What the task requires: Reproduce every one of the records below line for line, leaving every character as it is.

Material provided:
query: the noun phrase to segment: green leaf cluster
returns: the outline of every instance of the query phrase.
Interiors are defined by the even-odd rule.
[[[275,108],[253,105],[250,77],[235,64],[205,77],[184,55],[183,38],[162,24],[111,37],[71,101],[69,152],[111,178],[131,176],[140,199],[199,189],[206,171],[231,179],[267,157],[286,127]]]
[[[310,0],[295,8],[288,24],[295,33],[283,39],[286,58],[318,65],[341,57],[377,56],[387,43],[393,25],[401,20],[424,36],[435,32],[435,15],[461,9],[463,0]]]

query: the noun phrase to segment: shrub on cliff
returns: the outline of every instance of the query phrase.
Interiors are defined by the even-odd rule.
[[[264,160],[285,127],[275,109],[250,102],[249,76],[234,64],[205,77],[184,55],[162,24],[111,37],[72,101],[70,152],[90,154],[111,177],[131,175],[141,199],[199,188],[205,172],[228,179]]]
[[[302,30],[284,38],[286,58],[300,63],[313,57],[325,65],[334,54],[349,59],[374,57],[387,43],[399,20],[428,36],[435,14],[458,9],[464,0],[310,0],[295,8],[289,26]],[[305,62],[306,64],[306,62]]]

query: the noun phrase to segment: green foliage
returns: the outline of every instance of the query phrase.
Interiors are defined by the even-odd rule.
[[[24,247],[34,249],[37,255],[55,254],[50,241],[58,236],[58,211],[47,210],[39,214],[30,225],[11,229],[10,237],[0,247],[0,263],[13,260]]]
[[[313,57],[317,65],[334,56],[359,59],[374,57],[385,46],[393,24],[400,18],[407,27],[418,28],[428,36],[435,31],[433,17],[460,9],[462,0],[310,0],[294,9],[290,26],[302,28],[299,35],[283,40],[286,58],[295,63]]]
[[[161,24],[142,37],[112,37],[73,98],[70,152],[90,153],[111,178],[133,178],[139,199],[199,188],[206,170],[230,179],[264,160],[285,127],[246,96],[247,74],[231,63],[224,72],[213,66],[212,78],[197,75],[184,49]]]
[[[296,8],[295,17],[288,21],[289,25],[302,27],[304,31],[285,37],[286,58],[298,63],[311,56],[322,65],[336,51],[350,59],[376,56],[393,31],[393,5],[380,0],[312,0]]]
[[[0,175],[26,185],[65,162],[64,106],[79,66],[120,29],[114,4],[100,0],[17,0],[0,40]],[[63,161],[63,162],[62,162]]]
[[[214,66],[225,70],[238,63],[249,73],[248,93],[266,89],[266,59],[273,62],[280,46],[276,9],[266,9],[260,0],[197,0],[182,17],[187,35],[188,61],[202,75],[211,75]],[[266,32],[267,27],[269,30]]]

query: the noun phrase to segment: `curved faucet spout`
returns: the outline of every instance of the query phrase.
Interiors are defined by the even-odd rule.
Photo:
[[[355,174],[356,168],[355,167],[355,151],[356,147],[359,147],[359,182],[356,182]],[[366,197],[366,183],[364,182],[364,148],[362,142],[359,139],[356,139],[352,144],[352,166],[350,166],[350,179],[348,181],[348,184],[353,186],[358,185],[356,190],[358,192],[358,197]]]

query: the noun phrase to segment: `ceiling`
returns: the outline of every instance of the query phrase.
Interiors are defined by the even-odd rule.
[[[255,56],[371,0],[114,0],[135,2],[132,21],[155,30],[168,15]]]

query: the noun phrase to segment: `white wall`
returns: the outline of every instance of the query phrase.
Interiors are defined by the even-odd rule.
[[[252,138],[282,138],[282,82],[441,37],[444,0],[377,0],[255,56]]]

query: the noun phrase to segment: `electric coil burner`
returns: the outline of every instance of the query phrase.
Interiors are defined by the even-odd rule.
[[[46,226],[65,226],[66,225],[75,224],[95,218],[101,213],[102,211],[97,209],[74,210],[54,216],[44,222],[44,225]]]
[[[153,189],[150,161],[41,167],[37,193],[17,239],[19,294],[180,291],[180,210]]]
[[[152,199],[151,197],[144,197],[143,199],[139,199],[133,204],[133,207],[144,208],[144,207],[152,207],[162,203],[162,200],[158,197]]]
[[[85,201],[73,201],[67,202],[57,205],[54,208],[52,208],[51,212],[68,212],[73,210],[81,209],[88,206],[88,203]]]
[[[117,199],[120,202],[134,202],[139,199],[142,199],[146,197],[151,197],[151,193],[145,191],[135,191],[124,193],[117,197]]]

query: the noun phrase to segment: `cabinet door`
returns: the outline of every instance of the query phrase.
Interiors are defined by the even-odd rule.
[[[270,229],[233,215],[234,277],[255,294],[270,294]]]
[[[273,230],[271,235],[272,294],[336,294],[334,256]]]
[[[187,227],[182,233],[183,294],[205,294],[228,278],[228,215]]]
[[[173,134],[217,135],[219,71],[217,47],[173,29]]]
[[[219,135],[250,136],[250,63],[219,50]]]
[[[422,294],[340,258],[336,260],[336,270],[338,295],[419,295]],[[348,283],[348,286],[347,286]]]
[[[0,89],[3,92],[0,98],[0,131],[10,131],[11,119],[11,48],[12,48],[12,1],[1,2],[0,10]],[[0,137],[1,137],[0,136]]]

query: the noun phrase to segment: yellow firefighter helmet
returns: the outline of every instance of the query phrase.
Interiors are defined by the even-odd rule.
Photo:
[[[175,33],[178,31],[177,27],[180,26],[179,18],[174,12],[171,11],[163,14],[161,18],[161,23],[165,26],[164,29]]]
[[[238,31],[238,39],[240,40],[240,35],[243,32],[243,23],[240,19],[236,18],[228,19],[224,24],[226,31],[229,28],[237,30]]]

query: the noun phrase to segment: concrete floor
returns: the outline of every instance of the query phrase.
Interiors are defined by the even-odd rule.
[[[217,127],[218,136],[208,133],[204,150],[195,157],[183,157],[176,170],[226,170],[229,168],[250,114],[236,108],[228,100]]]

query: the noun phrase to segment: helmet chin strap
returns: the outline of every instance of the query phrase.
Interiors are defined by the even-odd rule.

The reply:
query: the noun phrase to segment: green leaf cluster
returns: the outline of every instance of the query phrase.
Interiors are defined by the even-odd rule.
[[[275,108],[253,105],[250,77],[235,64],[205,77],[184,55],[183,38],[162,24],[111,37],[71,101],[69,152],[111,178],[131,176],[140,199],[199,189],[206,171],[231,179],[267,157],[286,127]]]
[[[310,0],[295,8],[288,24],[295,33],[283,39],[286,58],[318,65],[341,57],[377,56],[387,43],[393,25],[401,20],[424,36],[435,32],[435,15],[461,9],[463,0]]]

query: the noun phrase to segment: shrub on cliff
returns: the outline of every instance of the query phrase.
Interiors are defined by the even-odd rule.
[[[264,160],[285,127],[275,109],[250,102],[249,76],[234,64],[205,77],[184,55],[162,24],[111,37],[72,101],[70,152],[90,154],[111,177],[131,175],[141,199],[199,188],[205,172],[228,179]]]
[[[302,30],[284,38],[286,58],[300,63],[313,57],[325,65],[334,54],[349,59],[374,57],[387,43],[399,20],[428,36],[435,14],[458,9],[464,0],[310,0],[295,8],[289,26]],[[305,62],[306,64],[306,62]]]

query: the noun phrase to segment: green foliage
returns: the outline of every instance of the query phrase.
Interiors are defined by the even-odd rule.
[[[24,247],[34,249],[37,255],[55,254],[50,241],[58,236],[58,211],[47,210],[39,214],[30,225],[11,229],[10,237],[0,247],[0,263],[13,260]]]
[[[313,57],[317,65],[334,56],[359,59],[374,57],[385,46],[393,24],[400,18],[407,27],[418,28],[428,36],[435,31],[433,17],[460,9],[462,0],[310,0],[294,9],[290,26],[302,28],[299,35],[283,40],[286,58],[295,63]]]
[[[161,24],[142,37],[112,37],[73,98],[70,152],[90,153],[111,178],[133,178],[139,199],[199,188],[206,170],[230,179],[264,160],[285,127],[246,96],[247,74],[231,63],[224,72],[213,66],[212,78],[197,75],[184,49]]]
[[[296,8],[295,17],[288,21],[289,25],[302,27],[304,31],[285,37],[286,58],[298,63],[311,56],[322,65],[336,51],[350,59],[376,56],[393,31],[393,5],[380,0],[312,0]]]
[[[0,175],[26,185],[65,162],[64,106],[79,66],[120,29],[114,4],[100,0],[17,0],[0,40]],[[63,161],[63,162],[62,162]]]
[[[214,66],[225,70],[238,63],[249,73],[248,93],[266,89],[266,59],[273,62],[280,46],[276,9],[266,9],[260,0],[197,0],[182,17],[187,35],[188,61],[202,75],[211,75]],[[266,32],[267,27],[269,30]]]

query: the noun phrase to segment: `curved faucet spout`
returns: the outline of every instance of the query phrase.
Interiors are defined by the even-odd rule.
Photo:
[[[355,174],[356,168],[355,167],[355,151],[356,147],[359,147],[359,182],[356,182]],[[366,197],[366,183],[364,182],[364,148],[362,142],[359,139],[356,139],[352,144],[352,166],[350,166],[350,179],[348,181],[348,184],[353,186],[358,185],[356,190],[358,192],[358,197]]]

query: the noun phrase to segment: `ceiling`
returns: the outline of every instance of the query phrase.
Interiors are defined by the even-odd rule.
[[[255,56],[371,0],[114,0],[135,2],[132,21],[155,30],[168,15]]]

query: the noun phrase to segment: `white wall`
returns: the outline of every instance of the query phrase.
Interiors are defined by the even-odd rule.
[[[252,138],[282,138],[282,82],[441,37],[444,0],[377,0],[255,56]]]

query: the noun phrase to segment: `electric coil burner`
returns: the outline of every instance of the query phrase.
Interiors are defined by the even-odd rule.
[[[46,226],[65,226],[66,225],[75,224],[95,218],[101,213],[102,211],[97,209],[74,210],[54,216],[44,222],[44,225]]]
[[[153,189],[150,161],[41,167],[37,193],[17,239],[19,294],[180,291],[180,210]]]
[[[152,199],[151,197],[144,197],[143,199],[139,199],[133,204],[133,207],[144,208],[144,207],[152,207],[162,203],[162,200],[158,197]]]
[[[85,201],[73,201],[67,202],[57,205],[54,208],[52,208],[51,212],[68,212],[73,210],[81,209],[88,206],[88,203]]]
[[[117,199],[120,202],[134,202],[139,199],[142,199],[146,197],[151,197],[151,193],[145,191],[135,191],[124,193],[117,197]]]

query: the noun phrase to segment: `cabinet door`
returns: the outline of every instance of the query phrase.
Interiors are defined by the even-odd rule.
[[[270,229],[233,215],[234,277],[255,294],[270,294]]]
[[[273,230],[271,235],[272,294],[336,294],[334,256]]]
[[[187,227],[182,233],[183,294],[205,294],[228,278],[228,215]]]
[[[173,134],[217,135],[219,71],[217,47],[173,29]]]
[[[219,135],[250,136],[250,63],[219,50]]]
[[[422,294],[340,258],[336,260],[336,270],[338,295],[419,295]],[[348,283],[348,286],[347,286]]]
[[[0,89],[3,92],[0,98],[0,131],[10,131],[11,119],[11,48],[12,48],[12,1],[1,2],[0,10]],[[0,137],[1,137],[0,136]]]

query: the noun phrase to segment: yellow firefighter helmet
returns: the outline of every instance of the query phrase.
Interiors are defined by the even-odd rule.
Photo:
[[[175,33],[178,31],[177,27],[180,26],[179,18],[174,12],[171,11],[163,14],[161,18],[161,23],[165,26],[164,29]]]
[[[238,31],[238,39],[240,40],[240,35],[243,32],[243,23],[240,19],[236,18],[228,19],[224,24],[226,31],[229,28],[237,30]]]

query: the noun phrase to segment: concrete floor
returns: the outline of every instance of the query phrase.
Interiors are defined by the even-odd rule.
[[[217,127],[218,136],[208,133],[204,150],[195,157],[183,157],[176,170],[226,170],[229,168],[250,114],[236,108],[228,100]]]

query: the noun phrase to segment: helmet chin strap
returns: the outline of every instance of the query phrase.
Interiors are defined by the even-odd rule.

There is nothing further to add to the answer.